Top of Available records
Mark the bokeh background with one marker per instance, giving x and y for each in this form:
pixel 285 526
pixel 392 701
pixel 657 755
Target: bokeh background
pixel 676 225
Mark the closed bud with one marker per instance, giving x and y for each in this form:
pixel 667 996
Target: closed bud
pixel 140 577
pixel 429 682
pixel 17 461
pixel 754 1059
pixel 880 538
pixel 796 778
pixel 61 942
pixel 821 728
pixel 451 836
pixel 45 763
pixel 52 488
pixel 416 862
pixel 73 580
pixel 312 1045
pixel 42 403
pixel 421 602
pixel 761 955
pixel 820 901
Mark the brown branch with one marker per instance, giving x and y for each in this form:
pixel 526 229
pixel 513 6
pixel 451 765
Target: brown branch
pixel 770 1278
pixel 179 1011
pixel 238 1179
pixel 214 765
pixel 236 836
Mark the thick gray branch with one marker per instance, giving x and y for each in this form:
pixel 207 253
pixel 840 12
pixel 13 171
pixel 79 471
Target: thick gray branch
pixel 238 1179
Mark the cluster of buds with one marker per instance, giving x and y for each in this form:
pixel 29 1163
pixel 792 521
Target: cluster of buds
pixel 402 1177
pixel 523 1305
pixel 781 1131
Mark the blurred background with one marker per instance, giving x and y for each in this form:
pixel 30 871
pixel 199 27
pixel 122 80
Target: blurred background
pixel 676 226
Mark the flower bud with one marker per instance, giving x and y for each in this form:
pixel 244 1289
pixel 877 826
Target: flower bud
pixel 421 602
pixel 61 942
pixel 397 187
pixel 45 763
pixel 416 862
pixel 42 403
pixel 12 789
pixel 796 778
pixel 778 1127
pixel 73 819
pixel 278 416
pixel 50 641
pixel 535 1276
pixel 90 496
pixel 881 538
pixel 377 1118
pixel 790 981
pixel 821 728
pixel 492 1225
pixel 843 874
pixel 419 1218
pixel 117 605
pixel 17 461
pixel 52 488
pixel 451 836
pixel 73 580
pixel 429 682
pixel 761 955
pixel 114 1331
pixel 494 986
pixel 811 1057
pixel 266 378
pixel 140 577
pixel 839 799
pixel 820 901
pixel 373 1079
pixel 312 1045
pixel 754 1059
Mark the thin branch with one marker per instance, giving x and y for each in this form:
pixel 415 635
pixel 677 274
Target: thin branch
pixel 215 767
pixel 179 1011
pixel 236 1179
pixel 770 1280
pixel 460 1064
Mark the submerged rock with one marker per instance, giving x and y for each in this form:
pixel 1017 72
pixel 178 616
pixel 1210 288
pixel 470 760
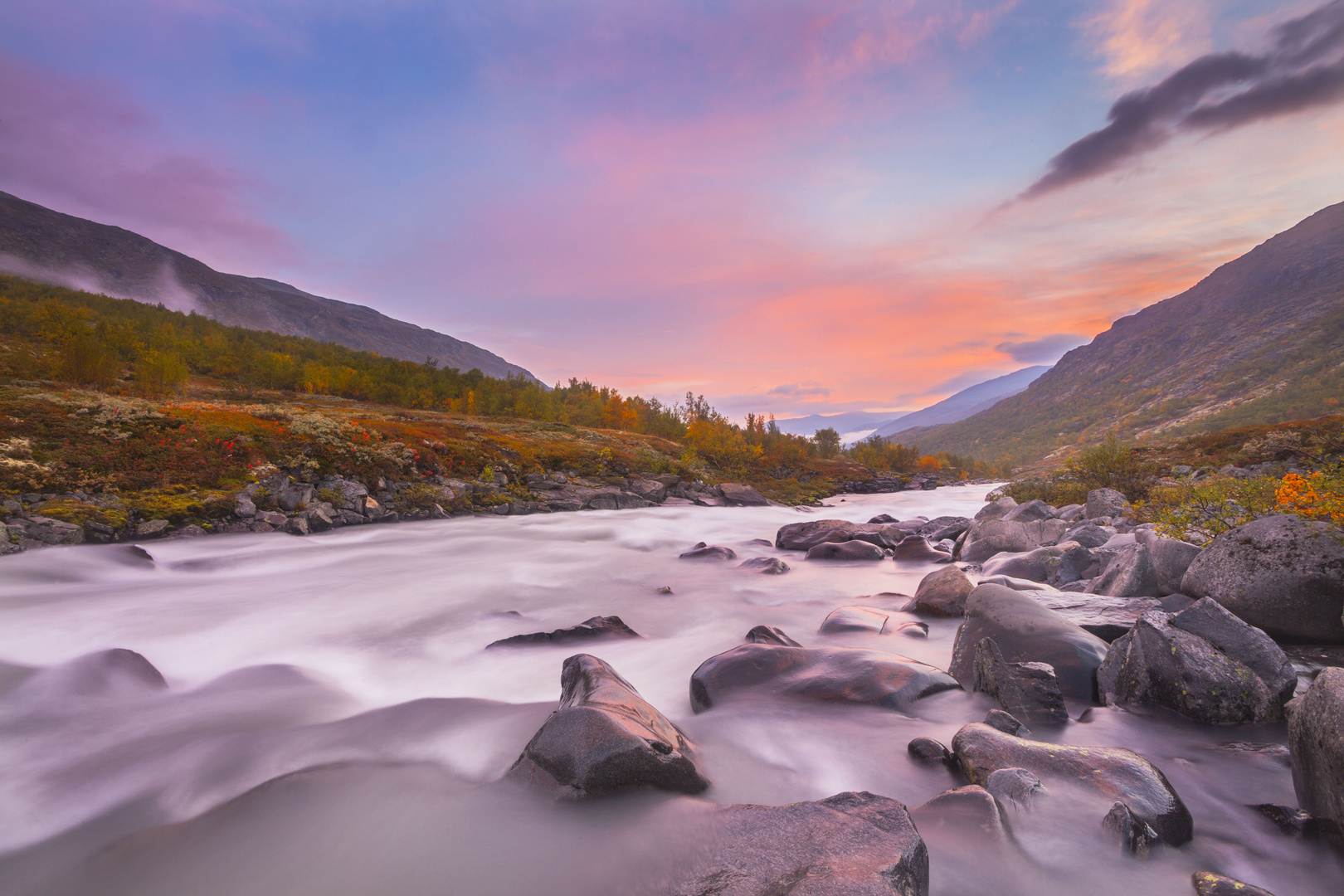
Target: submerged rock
pixel 944 592
pixel 605 738
pixel 1027 631
pixel 854 844
pixel 587 631
pixel 836 674
pixel 1280 572
pixel 1110 772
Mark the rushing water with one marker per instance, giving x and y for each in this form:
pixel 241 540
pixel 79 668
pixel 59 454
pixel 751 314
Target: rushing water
pixel 359 655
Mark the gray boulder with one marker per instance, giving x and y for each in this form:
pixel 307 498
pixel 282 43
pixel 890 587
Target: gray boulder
pixel 1129 572
pixel 1025 631
pixel 1281 574
pixel 1025 689
pixel 834 674
pixel 944 592
pixel 996 509
pixel 986 539
pixel 1118 776
pixel 1108 503
pixel 855 550
pixel 1316 747
pixel 854 844
pixel 1161 663
pixel 605 738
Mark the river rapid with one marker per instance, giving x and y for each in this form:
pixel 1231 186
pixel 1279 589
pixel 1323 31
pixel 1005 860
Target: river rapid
pixel 359 657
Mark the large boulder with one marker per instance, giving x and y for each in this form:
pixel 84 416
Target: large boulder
pixel 1025 631
pixel 1025 689
pixel 738 494
pixel 1316 747
pixel 854 550
pixel 587 631
pixel 854 844
pixel 1110 772
pixel 1127 574
pixel 1171 558
pixel 605 738
pixel 944 592
pixel 1280 572
pixel 986 539
pixel 1107 503
pixel 835 674
pixel 1202 663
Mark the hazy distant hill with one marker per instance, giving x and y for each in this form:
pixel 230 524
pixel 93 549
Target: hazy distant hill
pixel 1259 340
pixel 967 402
pixel 71 251
pixel 843 422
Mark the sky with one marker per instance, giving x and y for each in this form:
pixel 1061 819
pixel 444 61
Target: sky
pixel 788 206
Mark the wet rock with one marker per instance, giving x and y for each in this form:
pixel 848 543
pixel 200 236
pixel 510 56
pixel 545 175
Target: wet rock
pixel 1030 511
pixel 996 509
pixel 587 631
pixel 1027 631
pixel 1136 835
pixel 1127 574
pixel 1163 663
pixel 738 494
pixel 1006 723
pixel 964 809
pixel 769 635
pixel 916 548
pixel 986 539
pixel 710 553
pixel 845 551
pixel 1281 574
pixel 1210 884
pixel 929 751
pixel 1105 503
pixel 1171 558
pixel 1025 689
pixel 835 674
pixel 854 844
pixel 1110 772
pixel 944 592
pixel 769 566
pixel 605 738
pixel 1016 786
pixel 854 620
pixel 1315 739
pixel 152 529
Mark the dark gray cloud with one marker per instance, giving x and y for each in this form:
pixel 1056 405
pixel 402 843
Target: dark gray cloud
pixel 1047 349
pixel 1303 67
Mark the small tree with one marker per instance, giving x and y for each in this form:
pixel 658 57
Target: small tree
pixel 828 441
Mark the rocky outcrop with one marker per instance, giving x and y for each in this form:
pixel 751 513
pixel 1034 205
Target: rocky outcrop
pixel 1025 689
pixel 944 592
pixel 1316 747
pixel 1027 631
pixel 845 551
pixel 1202 663
pixel 1281 574
pixel 835 674
pixel 605 738
pixel 1110 772
pixel 587 631
pixel 854 844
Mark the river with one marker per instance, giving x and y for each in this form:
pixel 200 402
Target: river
pixel 359 655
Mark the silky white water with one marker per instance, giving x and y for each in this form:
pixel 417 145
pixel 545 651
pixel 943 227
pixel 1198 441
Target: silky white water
pixel 362 653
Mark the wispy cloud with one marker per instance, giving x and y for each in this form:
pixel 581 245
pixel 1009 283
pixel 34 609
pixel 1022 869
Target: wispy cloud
pixel 1304 67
Bottom of Available records
Using the records above, write out exactly the lines between the one holding "Mark the sky" and the one holding "pixel 1022 869", inclusive; leave everything else out.

# Response to the task:
Mark the sky with one marker per instance, giving x and y for each in this form:
pixel 1061 819
pixel 444 61
Target: sky
pixel 788 206
Mark the wet rock with one marker per instance, giving x and y for each in this form:
pixel 848 543
pixel 200 236
pixel 510 56
pixel 545 175
Target: wet rock
pixel 1030 511
pixel 996 509
pixel 587 631
pixel 1027 631
pixel 1136 835
pixel 1127 574
pixel 1163 663
pixel 738 494
pixel 1006 723
pixel 964 809
pixel 769 635
pixel 916 548
pixel 986 539
pixel 710 553
pixel 845 551
pixel 1281 574
pixel 1210 884
pixel 929 751
pixel 1105 503
pixel 1171 558
pixel 1025 689
pixel 835 674
pixel 854 844
pixel 1110 772
pixel 944 592
pixel 769 566
pixel 605 738
pixel 1016 786
pixel 854 620
pixel 1315 739
pixel 152 529
Mark the dark gray cloud with one marker per instance, giving x and y for each in this form:
pixel 1056 405
pixel 402 843
Target: dark gray cloud
pixel 1047 349
pixel 1303 67
Mark the small tree with one marker per instance, giving x and y for each in this form:
pixel 658 57
Target: small tree
pixel 828 441
Mark the rocky outcrop with one marker per instance, giving x and y for each in this form:
pixel 751 513
pixel 1034 205
Target: rocky outcrop
pixel 1025 689
pixel 944 592
pixel 1316 747
pixel 1027 631
pixel 845 551
pixel 1202 663
pixel 1281 574
pixel 835 674
pixel 605 738
pixel 1110 772
pixel 587 631
pixel 854 844
Mark the river with one marker per instance, giving x and y for each in this form:
pixel 200 402
Target: river
pixel 359 655
Mark the silky white water with one marker per instance, giving x and y for each in this form:
pixel 417 145
pixel 545 651
pixel 943 227
pixel 1198 441
Target: silky white water
pixel 362 653
Mark the wispy cloud with one marker per instance, giving x and y for each in this form:
pixel 581 245
pixel 1009 283
pixel 34 609
pixel 1022 869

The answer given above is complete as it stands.